▶ [DOCUMENT SEGMENT]:
▬▬▬▬▬▬

LangChain ACP Overview

langchain-acp is ACP Kit's graph-centric adapter for the LangChain stack:

• plain create_agent(...) graphs from LangChain
• compiled LangGraph graphs
• DeepAgents graphs built with create_deep_agent(...)

It is not a separate agent framework. The adapter takes a runtime that is already graph-shaped and exposes it through ACP without discarding the runtime's real semantics.

Core Construction Paths

The public construction seams stay centered on graph ownership:

• graph=...
• graph_factory=...
• graph_source=...

Static graph:

from langchain.agents import create_agent
from langchain_acp import run_acp

graph = create_agent(model="openai:gpt-5", tools=[])

run_acp(graph=graph)

Codex-backed graph:

from codex_auth_helper import create_codex_chat_openai
from langchain.agents import create_agent
from langchain_acp import run_acp

graph = create_agent(
    model=create_codex_chat_openai("gpt-5.4"),
    tools=[],
    name="codex-graph",
)

run_acp(graph=graph)

Session-aware graph factory:

from langchain.agents import create_agent
from langchain_acp import AcpSessionContext, run_acp


def graph_from_session(session: AcpSessionContext):
    model_name = session.session_model_id or "openai:gpt-5-mini"

▬▬▬▬▬▬

▶ [Referring-expression pointing data]:
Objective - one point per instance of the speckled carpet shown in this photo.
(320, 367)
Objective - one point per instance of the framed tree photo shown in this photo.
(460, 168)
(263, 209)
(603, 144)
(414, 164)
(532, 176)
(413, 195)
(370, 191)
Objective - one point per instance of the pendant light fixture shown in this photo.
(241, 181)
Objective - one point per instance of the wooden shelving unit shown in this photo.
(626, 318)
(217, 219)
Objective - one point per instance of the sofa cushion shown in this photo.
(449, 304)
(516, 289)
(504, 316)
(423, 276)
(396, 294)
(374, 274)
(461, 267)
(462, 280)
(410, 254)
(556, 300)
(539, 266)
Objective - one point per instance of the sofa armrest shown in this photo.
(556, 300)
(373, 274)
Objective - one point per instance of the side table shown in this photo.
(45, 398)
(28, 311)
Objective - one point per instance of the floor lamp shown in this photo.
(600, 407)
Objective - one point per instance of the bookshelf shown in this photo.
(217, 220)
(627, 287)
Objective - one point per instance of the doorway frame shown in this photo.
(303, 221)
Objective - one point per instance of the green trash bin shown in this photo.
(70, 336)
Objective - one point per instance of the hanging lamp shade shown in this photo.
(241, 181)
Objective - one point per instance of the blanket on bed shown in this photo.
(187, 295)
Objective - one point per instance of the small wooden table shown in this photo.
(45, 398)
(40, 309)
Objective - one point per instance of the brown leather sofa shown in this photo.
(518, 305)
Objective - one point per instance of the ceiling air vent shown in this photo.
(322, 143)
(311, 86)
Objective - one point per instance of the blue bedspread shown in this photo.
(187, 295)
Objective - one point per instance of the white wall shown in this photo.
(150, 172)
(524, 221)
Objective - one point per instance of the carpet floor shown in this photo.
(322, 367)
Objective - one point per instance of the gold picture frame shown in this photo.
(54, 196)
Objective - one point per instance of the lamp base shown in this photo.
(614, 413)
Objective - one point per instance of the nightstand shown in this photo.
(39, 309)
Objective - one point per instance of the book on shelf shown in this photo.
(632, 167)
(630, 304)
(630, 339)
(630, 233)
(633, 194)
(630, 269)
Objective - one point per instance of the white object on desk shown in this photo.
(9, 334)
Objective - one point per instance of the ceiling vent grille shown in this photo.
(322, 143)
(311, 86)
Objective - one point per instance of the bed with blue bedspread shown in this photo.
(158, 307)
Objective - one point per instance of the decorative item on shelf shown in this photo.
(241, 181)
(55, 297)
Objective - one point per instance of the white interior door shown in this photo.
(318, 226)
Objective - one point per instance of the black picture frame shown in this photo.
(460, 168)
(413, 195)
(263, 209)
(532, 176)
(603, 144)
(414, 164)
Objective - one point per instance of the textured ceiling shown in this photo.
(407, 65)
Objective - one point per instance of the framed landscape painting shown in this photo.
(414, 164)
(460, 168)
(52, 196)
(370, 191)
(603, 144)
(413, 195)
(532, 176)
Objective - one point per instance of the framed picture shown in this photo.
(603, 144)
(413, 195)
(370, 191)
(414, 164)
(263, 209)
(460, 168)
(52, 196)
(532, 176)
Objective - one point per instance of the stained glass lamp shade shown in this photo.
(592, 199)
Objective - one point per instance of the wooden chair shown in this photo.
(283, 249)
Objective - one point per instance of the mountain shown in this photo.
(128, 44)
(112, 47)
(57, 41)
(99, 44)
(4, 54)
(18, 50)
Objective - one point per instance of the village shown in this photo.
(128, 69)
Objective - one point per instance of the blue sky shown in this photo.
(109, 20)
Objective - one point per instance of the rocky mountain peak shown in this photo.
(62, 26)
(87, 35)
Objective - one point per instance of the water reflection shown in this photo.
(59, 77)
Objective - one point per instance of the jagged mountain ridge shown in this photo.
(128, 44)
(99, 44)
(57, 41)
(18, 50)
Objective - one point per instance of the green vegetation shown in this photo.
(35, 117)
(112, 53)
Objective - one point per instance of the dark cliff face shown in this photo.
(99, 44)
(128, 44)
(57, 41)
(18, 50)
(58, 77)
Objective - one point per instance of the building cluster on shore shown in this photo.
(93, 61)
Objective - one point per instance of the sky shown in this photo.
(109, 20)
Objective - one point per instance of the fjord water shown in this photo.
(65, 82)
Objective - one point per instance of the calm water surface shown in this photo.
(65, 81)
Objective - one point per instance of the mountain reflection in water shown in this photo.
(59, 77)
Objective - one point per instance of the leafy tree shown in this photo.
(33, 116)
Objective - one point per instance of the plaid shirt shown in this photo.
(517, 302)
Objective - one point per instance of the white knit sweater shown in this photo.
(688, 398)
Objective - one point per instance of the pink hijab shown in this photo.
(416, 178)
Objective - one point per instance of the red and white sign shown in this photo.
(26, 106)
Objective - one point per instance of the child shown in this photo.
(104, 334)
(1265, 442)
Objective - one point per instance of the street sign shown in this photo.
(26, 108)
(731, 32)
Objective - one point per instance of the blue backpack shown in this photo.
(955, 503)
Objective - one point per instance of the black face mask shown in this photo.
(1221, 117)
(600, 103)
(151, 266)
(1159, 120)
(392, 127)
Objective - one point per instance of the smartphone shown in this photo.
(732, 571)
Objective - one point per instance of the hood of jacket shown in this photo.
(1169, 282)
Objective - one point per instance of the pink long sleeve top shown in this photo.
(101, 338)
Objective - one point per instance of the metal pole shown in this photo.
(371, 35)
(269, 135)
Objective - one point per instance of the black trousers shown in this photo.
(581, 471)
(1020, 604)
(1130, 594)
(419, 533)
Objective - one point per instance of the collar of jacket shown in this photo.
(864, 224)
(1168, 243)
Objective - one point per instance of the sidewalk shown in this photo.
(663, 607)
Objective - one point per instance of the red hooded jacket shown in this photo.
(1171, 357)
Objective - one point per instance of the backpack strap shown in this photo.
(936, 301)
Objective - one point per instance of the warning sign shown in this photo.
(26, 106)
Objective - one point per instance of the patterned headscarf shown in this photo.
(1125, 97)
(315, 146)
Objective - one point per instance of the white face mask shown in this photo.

▬▬▬▬▬▬

▶ [WORK ORDER A]:
Duplicate the stretch of the LangChain ACP overview from "LangChain ACP Overview" through "built with create_deep_agent(...)".
▶ [WORK ORDER B]:
Can you go on with the LangChain ACP overview from the point where it stops?

▶ [TASK RESPONSE A]:
LangChain ACP Overview

langchain-acp is ACP Kit's graph-centric adapter for the LangChain stack:

• plain create_agent(...) graphs from LangChain
• compiled LangGraph graphs
• DeepAgents graphs built with create_deep_agent(...)

▶ [TASK RESPONSE B]:
    mode_name = session.session_mode_id or "default"
    return create_agent(
        model=model_name,
        tools=[],
        name=f"graph-{mode_name}",
        system_prompt=f"Operate in {mode_name} mode.",
    )


run_acp(graph_factory=graph_from_session)

Use graph_factory= when ACP session state should rebuild the upstream graph. That is the LangChain-side equivalent of agent_factory= in pydantic-acp.

If model construction depends on a local Codex login, pair this adapter with codex-auth-helper. The helper owns auth parsing, refresh, and Responses-backed ChatOpenAI construction; langchain-acp only owns ACP adaptation.

What The Adapter Owns

langchain-acp carries the same ACP Kit design language that the repo's other adapters use:

• AdapterConfig
• explicit session stores and transcript replay
• provider-owned models, modes, and config options
• native ACP plan state with TaskPlan
• approval bridging
• capability bridges
• projection maps and event projection maps
• ACP-facing type exports in langchain_acp.types

The important difference is upstream shape, not ACP Kit architecture. On the LangChain side the adapter deals in graphs and middleware instead of model profiles and tool preparers.

A Production-Shaped Configuration

This is the kind of shape the adapter is built for:

from langchain.agents import create_agent
from langchain_acp import (
    AdapterConfig,
    DeepAgentsCompatibilityBridge,
    DeepAgentsProjectionMap,
    FileSessionStore,
    HttpRequestProjectionMap,
    StructuredEventProjectionMap,
    run_acp,
)


def graph_from_session(session):
    model_name = session.session_model_id or "openai:gpt-5-mini"
    return create_agent(
        model=model_name,
        tools=[],
        system_prompt=f"Work inside {session.cwd.name}.",
    )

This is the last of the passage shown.